# [To do]
**1)** In the article on Aurora's data center rules, how far from the lot lines of residences, schools and hospitals must rooftop chillers be?
**2)** Extend the article on Aurora's data center rules, picking up after its final sentence.

# [Given text]
Aurora has put new restrictions on where data centers can be built, the noise they emit, the water and electricity they use and how they handle biometric data.

The vote Tuesday came as a six-month moratorium on building data centers is expiring.

“These innovative ordinances will help establish significant safeguards for our residents and the environment moving forward,” Mayor John Laesch said in a news release after the city council meeting.

The city council added a definition of “data center” to the city’s zoning law, and decided they can only be built in areas that are zoned for some manufacturing, or for office, research and light-industrial businesses.

Data centers will be allowed only as conditional uses, requiring public hearings and city council approval. Previously, data centers were treated as warehouses, and did not need conditional-use permits.

The council added regulations about how far away chillers and generators have to be from the lot lines of residences, schools and hospitals, in an effort to avoid disturbing neighbors with noise. Rooftop generators will not be allowed. Rooftop chillers have to be at least 1,500 feet away, and ground chillers and generators 1,000 feet away.

The chillers help keep the servers in the buildings from overheating. Generators provide backup emergency electricity, so the servers operate without disruption.

  CyrusOne data center, at 2705-2905 Diehl Road in Aurora. Neighbors have complained about noise pollution. Brian Hill/bhill@dailyherald.com

With those parameters, city zoning administrator John Curley pointed out that there were few areas in the city where a data center could be built, unless they were on sites where existing buildings would be razed.

Alderman Shweta Baid tried, unsuccessfully, to get the equipment to be at least 2,640 feet — a half-mile — away.

  The CyrusOne data center, in the upper right, has sparked noise complaints from some residents in Aurora's Palomino Springs neighborhood. Brian Hill/bhill@dailyherald.com, September 2025

In a city survey of residents, respondents’ top concerns were about their utility bills increasing due to data center developments, water use, air pollution and noise.

# [Stored data entries]
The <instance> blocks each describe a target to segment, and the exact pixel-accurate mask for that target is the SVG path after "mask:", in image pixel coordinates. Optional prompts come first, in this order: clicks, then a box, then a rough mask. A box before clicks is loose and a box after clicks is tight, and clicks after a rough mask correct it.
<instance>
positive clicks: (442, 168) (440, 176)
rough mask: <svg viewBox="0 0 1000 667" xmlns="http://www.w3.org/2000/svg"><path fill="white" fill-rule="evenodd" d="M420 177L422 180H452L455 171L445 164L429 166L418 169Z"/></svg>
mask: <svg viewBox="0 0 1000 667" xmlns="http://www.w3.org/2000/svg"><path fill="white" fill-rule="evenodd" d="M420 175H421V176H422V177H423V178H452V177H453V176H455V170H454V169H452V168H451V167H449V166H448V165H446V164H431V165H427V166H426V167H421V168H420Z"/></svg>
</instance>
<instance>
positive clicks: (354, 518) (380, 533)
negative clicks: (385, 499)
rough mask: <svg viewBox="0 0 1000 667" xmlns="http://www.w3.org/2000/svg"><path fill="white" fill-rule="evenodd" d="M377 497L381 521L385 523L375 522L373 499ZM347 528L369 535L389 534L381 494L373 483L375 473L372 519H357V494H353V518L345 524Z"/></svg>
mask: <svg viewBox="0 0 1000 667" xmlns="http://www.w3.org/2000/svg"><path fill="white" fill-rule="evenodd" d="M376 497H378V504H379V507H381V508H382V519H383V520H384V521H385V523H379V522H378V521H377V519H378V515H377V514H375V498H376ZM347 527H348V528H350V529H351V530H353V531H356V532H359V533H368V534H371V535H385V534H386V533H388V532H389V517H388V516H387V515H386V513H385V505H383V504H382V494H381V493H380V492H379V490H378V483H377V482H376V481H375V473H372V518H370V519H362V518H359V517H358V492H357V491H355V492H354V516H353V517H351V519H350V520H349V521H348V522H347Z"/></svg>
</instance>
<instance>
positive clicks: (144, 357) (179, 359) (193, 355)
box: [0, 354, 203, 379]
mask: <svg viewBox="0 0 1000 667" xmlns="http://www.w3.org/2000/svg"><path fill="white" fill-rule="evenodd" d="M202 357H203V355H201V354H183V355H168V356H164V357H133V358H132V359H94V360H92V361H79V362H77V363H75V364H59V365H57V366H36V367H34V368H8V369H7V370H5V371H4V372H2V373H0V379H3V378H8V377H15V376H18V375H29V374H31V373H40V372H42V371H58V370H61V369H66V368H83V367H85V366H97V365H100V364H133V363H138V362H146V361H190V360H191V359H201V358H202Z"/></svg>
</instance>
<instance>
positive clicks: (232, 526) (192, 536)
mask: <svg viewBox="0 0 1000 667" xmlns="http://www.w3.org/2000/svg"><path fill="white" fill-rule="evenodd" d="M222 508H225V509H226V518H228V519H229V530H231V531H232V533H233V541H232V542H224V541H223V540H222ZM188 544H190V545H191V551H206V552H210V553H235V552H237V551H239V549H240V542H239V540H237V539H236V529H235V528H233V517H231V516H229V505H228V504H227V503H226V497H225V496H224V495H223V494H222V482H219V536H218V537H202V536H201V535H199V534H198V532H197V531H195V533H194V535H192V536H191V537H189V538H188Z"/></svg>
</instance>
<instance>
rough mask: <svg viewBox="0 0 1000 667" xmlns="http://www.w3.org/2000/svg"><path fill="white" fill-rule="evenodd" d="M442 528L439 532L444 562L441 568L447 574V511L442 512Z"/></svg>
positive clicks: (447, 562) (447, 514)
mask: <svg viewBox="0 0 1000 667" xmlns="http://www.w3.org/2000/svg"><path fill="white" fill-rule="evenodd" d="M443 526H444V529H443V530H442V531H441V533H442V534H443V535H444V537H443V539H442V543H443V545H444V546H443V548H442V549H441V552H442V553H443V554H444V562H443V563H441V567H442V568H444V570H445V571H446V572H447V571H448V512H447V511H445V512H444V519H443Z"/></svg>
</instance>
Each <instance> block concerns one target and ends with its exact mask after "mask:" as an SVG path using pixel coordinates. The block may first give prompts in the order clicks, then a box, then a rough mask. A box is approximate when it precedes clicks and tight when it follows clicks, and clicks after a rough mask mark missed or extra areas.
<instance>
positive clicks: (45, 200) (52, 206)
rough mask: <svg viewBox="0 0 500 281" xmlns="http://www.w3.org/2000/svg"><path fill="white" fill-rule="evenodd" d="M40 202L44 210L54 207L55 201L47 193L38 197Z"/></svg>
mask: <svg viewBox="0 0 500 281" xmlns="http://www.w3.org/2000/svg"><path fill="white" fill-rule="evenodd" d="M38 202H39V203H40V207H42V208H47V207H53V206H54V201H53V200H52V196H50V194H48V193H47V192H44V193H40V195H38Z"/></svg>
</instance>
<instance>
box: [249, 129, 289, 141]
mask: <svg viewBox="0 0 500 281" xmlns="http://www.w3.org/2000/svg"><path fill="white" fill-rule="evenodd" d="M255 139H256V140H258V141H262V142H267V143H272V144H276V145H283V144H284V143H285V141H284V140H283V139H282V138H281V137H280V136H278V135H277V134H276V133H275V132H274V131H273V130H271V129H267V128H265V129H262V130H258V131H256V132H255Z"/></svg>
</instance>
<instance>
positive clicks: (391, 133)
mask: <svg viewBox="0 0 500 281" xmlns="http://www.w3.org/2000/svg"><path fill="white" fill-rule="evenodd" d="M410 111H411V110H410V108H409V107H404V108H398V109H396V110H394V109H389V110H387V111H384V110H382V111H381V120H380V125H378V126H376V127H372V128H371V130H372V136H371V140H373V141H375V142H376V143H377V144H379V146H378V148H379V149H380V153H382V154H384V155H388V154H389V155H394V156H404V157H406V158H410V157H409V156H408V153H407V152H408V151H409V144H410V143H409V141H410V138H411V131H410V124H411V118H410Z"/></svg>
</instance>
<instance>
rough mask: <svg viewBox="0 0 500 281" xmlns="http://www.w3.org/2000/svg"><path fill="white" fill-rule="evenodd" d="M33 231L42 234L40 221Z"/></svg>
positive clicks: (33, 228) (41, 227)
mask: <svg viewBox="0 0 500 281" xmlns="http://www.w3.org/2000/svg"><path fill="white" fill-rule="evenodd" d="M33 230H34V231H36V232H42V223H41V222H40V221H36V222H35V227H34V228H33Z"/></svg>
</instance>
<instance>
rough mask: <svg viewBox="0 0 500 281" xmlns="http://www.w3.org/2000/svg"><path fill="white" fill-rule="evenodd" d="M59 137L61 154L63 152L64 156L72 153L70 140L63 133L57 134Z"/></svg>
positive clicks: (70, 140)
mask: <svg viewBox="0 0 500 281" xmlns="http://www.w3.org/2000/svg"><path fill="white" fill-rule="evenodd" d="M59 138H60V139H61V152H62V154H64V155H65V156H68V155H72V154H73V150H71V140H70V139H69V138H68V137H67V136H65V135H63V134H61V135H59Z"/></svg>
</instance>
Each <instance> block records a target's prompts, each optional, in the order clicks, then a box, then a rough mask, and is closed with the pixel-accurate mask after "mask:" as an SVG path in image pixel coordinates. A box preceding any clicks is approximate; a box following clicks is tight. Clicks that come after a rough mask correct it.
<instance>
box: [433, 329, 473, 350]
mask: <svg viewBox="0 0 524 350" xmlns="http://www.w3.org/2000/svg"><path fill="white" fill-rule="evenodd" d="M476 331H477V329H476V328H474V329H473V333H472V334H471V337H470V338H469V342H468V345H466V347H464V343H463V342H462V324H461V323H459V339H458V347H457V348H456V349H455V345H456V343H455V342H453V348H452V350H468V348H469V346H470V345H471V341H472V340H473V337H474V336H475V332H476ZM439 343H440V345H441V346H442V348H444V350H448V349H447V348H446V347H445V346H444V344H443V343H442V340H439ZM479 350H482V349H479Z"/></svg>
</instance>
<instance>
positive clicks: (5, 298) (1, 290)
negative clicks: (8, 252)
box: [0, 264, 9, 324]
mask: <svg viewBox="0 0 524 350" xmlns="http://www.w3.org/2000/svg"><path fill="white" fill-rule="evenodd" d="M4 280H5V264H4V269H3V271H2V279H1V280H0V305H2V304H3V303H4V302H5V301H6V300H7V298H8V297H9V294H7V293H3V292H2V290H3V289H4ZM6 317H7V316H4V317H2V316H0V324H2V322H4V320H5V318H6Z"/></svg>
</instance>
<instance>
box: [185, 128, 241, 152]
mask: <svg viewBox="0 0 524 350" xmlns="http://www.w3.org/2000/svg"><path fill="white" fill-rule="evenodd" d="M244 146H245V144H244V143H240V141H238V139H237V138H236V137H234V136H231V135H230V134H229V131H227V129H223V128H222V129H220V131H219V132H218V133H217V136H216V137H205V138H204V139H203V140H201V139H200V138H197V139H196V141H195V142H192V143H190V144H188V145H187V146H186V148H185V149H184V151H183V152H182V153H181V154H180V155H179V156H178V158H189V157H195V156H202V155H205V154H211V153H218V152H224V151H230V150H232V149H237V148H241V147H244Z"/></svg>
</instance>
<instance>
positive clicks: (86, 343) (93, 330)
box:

# [Answers to the exercise]
**1)** At least 1,500 feet.

**2)**
The new regulations also require new or enlarged data centers to have on-site renewable energy generation that can provide at least 25% of the electricity needed during peak demand, or an on-site “resilience storage” that can handle at least 50% of the load during a 15-minute disruption. The measures are meant to address concerns about the effect on the overall electrical grid.

The largest data center in Aurora is the CyrusOne data center at Eola and Diehl roads, which was built starting in 2009.

Tuesday, nearby residents reiterated complaints about the noise from the center — not just the decibel levels, but constant, low-frequency noise. City officials have said they are working with CyrusOne to address those complaints.

There are five data centers in the city. Five more are in development, and another two have applied, according to a city spokesman.

Developers will have to submit a baseline pre-development sound study, a noise modeling study, a water consumption and quality modeling report, and an energy consumption modeling report, to get permission to build.

The biometric privacy protection measures are designed to address the concerns about selling or otherwise sharing data from fingerprints, voiceprints, iris scans, and facial and hand geometry captures, even if the state rescinds or lessens its current law regarding the use of biometrics.